Exercise brief
Transcribe the listing word for word.

Exercise material
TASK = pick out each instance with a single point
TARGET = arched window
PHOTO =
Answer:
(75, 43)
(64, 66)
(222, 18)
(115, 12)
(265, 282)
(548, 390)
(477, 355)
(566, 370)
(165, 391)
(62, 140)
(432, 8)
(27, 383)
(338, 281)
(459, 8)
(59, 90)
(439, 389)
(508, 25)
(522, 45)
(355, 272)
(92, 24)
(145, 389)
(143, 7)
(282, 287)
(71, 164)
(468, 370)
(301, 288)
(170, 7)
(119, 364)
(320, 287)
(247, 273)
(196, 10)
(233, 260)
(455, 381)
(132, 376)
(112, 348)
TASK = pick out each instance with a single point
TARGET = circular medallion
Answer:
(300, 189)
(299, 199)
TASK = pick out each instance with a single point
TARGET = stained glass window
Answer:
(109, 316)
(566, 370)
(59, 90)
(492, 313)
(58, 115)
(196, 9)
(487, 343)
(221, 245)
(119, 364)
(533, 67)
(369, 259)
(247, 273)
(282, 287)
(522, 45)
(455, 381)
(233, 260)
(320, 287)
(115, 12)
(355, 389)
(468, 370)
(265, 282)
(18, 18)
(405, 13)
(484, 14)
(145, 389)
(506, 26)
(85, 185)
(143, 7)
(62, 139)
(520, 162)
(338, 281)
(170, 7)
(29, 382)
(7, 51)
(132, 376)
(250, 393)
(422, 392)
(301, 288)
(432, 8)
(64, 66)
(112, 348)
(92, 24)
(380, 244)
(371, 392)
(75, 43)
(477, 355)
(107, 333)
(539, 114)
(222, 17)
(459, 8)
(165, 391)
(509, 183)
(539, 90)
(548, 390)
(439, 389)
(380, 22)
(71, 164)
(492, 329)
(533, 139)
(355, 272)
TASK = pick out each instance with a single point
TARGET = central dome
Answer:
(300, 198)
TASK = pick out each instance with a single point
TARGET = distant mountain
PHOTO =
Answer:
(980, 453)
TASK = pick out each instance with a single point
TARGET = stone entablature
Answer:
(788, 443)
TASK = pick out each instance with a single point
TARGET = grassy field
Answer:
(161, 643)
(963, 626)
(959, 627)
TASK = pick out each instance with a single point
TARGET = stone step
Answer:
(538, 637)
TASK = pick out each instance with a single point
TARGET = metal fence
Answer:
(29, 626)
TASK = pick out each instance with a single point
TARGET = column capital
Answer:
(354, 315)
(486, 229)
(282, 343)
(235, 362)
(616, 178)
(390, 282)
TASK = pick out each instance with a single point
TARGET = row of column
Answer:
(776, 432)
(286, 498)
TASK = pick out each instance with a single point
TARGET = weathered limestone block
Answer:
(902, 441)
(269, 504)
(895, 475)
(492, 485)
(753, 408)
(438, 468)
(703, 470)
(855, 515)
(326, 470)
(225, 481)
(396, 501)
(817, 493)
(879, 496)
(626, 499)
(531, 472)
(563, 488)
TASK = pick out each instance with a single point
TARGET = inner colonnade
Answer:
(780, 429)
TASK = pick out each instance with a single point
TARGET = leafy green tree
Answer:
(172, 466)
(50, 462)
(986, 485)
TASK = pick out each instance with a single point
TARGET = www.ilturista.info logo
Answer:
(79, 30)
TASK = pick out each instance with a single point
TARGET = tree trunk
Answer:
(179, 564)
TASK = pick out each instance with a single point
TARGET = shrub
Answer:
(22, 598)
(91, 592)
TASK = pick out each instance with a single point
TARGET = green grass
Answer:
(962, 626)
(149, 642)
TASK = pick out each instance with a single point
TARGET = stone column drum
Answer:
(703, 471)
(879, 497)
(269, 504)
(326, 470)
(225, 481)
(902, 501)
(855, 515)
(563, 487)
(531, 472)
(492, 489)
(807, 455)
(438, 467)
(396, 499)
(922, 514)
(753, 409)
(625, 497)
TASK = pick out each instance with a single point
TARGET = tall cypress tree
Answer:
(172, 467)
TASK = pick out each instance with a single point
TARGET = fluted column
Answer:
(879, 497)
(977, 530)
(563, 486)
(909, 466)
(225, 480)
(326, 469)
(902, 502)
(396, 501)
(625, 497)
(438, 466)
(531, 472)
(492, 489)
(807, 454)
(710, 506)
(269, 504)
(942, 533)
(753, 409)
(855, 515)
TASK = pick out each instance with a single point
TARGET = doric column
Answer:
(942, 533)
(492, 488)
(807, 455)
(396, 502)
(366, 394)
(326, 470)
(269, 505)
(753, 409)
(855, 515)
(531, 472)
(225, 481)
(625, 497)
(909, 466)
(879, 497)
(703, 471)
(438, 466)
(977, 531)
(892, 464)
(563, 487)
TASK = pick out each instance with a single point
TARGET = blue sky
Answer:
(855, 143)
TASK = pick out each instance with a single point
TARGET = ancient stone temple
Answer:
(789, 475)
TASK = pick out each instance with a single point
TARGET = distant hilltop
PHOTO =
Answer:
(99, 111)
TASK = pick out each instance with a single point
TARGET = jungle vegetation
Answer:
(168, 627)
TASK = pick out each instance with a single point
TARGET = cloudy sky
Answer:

Answer section
TASK = pick out each instance with a single point
TARGET = arched window
PHOTO =
Answer:
(75, 43)
(64, 66)
(222, 18)
(115, 12)
(265, 282)
(548, 390)
(477, 355)
(566, 370)
(165, 391)
(62, 140)
(432, 8)
(27, 383)
(338, 281)
(459, 8)
(59, 90)
(439, 389)
(508, 25)
(522, 45)
(355, 272)
(92, 24)
(145, 389)
(143, 7)
(282, 287)
(71, 164)
(468, 370)
(301, 288)
(170, 7)
(119, 364)
(320, 287)
(247, 273)
(196, 10)
(233, 260)
(455, 381)
(132, 376)
(112, 348)
TASK = pick out each instance with a single point
TARGET = circular medallion
Answer:
(300, 189)
(299, 199)
TASK = pick out each instance with a single point
TARGET = stained glass window
Answer:
(109, 316)
(566, 370)
(59, 90)
(492, 313)
(58, 115)
(196, 9)
(487, 343)
(221, 245)
(119, 364)
(533, 67)
(369, 259)
(247, 273)
(282, 287)
(522, 45)
(455, 381)
(233, 260)
(320, 287)
(115, 12)
(355, 389)
(468, 370)
(265, 282)
(18, 18)
(405, 13)
(484, 14)
(145, 389)
(506, 26)
(85, 185)
(143, 7)
(62, 139)
(520, 162)
(338, 281)
(170, 7)
(29, 382)
(7, 51)
(132, 376)
(250, 393)
(422, 392)
(301, 288)
(432, 8)
(64, 66)
(112, 348)
(92, 24)
(380, 244)
(371, 392)
(75, 43)
(477, 355)
(107, 333)
(539, 114)
(222, 17)
(459, 8)
(165, 391)
(509, 183)
(539, 90)
(548, 390)
(439, 389)
(380, 22)
(71, 164)
(492, 329)
(533, 139)
(355, 272)
TASK = pick out each instance with a single point
TARGET = central dome
Answer:
(300, 198)
TASK = pick out each instance with a single point
TARGET = distant mountain
PHOTO =
Answer:
(980, 453)
TASK = pick out each instance with a single point
TARGET = stone entablature
Answer:
(788, 443)
TASK = pick out each instance with a single point
TARGET = grassy field
Answer:
(161, 643)
(963, 626)
(959, 627)
TASK = pick out each instance with a single point
TARGET = stone step
Answer:
(538, 637)
TASK = pick out each instance with a single point
TARGET = metal fence
Answer:
(29, 626)
TASK = pick out each instance with a single point
TARGET = column capital
Answer:
(354, 315)
(486, 229)
(282, 343)
(235, 362)
(616, 178)
(390, 282)
TASK = pick out each instance with a single point
TARGET = row of column
Answer:
(776, 432)
(286, 498)
TASK = pick out each instance with a single point
TARGET = weathered limestone block
Answer:
(902, 441)
(269, 504)
(895, 475)
(492, 485)
(753, 408)
(438, 468)
(703, 470)
(855, 515)
(326, 470)
(225, 481)
(396, 501)
(817, 493)
(879, 496)
(626, 499)
(531, 472)
(563, 488)
TASK = pick out each instance with a single point
TARGET = inner colonnade
Answer:
(780, 429)
TASK = pick out each instance with a single point
TARGET = leafy green tree
Answer:
(172, 466)
(50, 462)
(986, 485)
TASK = pick out each instance with a single point
TARGET = www.ilturista.info logo
Answer:
(79, 30)
TASK = pick out each instance with a single point
TARGET = tree trunk
Answer:
(179, 564)
TASK = pick out each instance with a single point
TARGET = shrub
Answer:
(22, 598)
(91, 592)
TASK = pick out each instance with a single point
TARGET = green grass
Answer:
(962, 626)
(149, 642)
TASK = pick out each instance with a single point
TARGET = stone column drum
Answer:
(703, 471)
(879, 497)
(269, 504)
(326, 470)
(225, 481)
(902, 501)
(855, 515)
(563, 487)
(531, 472)
(492, 489)
(807, 455)
(438, 467)
(396, 499)
(922, 514)
(753, 409)
(625, 497)
TASK = pick out each instance with a single point
TARGET = tall cypress tree
Answer:
(172, 467)
TASK = pick out each instance with a single point
TARGET = fluted column
Answer:
(879, 497)
(977, 530)
(563, 486)
(909, 466)
(225, 480)
(326, 469)
(902, 502)
(396, 501)
(625, 497)
(438, 466)
(531, 472)
(492, 489)
(807, 454)
(710, 506)
(269, 504)
(942, 533)
(753, 409)
(855, 515)
TASK = pick out each instance with a single point
TARGET = doric column
Answer:
(942, 533)
(492, 488)
(807, 455)
(396, 502)
(366, 394)
(326, 470)
(269, 505)
(753, 409)
(855, 515)
(531, 472)
(225, 481)
(625, 497)
(909, 466)
(879, 497)
(703, 471)
(438, 466)
(977, 531)
(892, 464)
(563, 487)
TASK = pick out each instance with a single point
TARGET = blue sky
Answer:
(855, 143)
TASK = pick out each instance with a single point
TARGET = ancient stone temple
Answer:
(789, 475)
TASK = pick out each instance with a single point
TARGET = distant hilltop
PHOTO =
Answer:
(99, 111)
TASK = pick out each instance with a single point
TARGET = jungle vegetation
Answer:
(168, 627)
TASK = pick out each instance with a single point
TARGET = cloudy sky
Answer:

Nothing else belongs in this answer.